[Items stored from a collection]
######

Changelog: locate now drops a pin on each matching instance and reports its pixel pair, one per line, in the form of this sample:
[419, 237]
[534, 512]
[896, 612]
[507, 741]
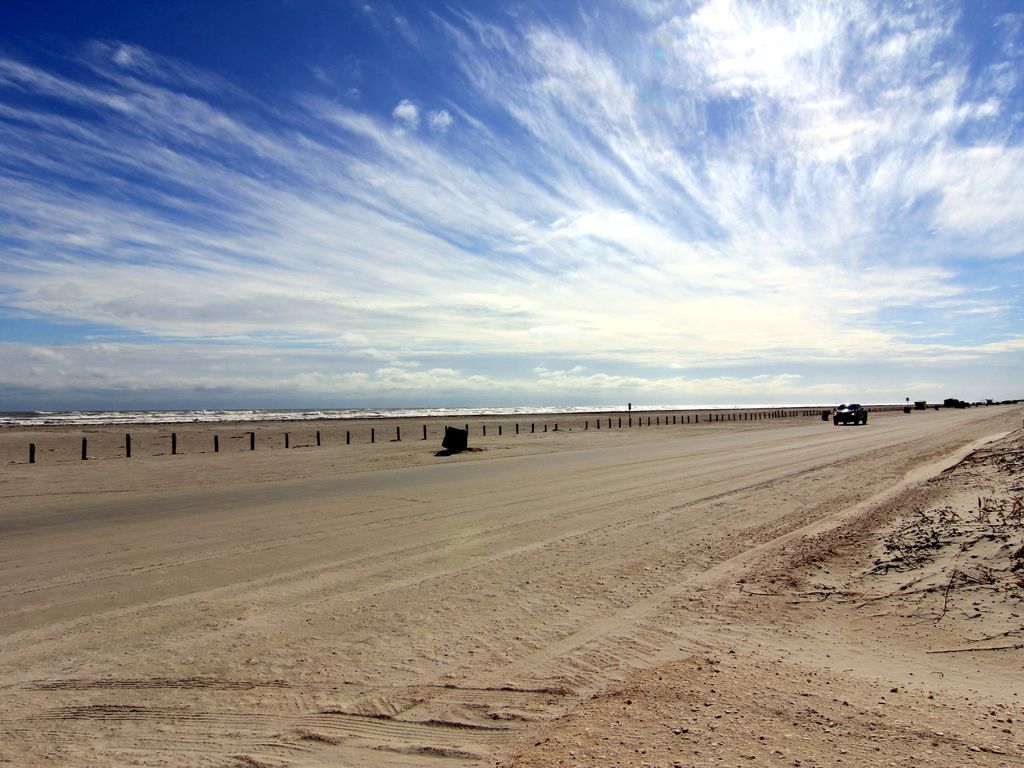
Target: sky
[322, 203]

######

BRIEF:
Copy out every line of the records above word for word, leaving out the pictures.

EXERCISE OUTPUT:
Changelog: locate now drops a pin on each matching instance and reports its pixel pair, one per line, in the form of this sample:
[419, 237]
[534, 512]
[896, 612]
[507, 741]
Target: sky
[322, 203]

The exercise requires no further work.